[[ Dataset records open ]]
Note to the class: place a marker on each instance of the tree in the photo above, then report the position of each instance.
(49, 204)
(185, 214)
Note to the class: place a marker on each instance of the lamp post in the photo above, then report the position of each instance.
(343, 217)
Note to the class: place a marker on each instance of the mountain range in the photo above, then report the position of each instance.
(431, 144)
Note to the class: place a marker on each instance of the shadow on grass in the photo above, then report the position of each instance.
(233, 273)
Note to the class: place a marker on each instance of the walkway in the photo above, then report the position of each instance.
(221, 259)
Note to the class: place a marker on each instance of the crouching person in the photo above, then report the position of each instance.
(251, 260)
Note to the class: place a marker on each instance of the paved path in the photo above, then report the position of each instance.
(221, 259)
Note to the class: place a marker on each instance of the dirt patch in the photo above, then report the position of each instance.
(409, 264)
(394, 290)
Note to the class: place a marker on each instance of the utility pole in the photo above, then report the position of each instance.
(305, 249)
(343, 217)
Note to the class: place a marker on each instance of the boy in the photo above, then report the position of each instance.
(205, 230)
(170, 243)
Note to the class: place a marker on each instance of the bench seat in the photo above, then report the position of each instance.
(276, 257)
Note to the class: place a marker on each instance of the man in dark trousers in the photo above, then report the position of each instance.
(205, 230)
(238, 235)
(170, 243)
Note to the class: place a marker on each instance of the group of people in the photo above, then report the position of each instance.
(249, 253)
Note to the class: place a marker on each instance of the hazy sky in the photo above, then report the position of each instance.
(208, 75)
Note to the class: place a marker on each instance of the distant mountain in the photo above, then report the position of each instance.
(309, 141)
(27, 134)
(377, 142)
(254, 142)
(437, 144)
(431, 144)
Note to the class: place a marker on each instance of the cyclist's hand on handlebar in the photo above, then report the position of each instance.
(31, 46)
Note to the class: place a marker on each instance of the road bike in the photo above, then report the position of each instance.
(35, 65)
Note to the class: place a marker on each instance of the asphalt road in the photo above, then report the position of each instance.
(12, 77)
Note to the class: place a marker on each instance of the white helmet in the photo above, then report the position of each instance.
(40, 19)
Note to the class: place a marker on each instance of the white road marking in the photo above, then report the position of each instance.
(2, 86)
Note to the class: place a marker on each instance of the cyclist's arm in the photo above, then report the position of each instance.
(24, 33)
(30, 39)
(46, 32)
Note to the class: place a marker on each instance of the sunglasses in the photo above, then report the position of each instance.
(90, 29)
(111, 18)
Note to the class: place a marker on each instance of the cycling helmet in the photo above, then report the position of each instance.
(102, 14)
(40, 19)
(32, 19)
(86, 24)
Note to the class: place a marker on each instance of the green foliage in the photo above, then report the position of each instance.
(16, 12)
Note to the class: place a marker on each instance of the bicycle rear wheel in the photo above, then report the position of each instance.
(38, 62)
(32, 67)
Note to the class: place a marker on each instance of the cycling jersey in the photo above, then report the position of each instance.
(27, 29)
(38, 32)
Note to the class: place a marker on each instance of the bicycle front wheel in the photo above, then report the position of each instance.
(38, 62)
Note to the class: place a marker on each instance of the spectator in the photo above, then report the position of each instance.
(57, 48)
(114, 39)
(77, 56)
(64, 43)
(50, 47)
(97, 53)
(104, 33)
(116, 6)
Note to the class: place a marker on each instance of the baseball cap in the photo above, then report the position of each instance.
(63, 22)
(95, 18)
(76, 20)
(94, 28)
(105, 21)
[[ Dataset records closed ]]
Every line from the one with "the bicycle front" through the last line of the records above should be returned exactly, please, and no others.

Note to the class: place a marker on each instance of the bicycle front wheel in the photo above, then report the position of each instance.
(38, 62)
Note to the class: place a marker on each instance of the spectator in the photo above, then report the position of each instance.
(57, 48)
(114, 39)
(77, 56)
(64, 43)
(50, 47)
(97, 53)
(104, 33)
(116, 6)
Note to the class: place a marker on each instance of the baseball cap in the photo above, then report the position of each instance.
(63, 22)
(95, 18)
(76, 20)
(94, 28)
(105, 21)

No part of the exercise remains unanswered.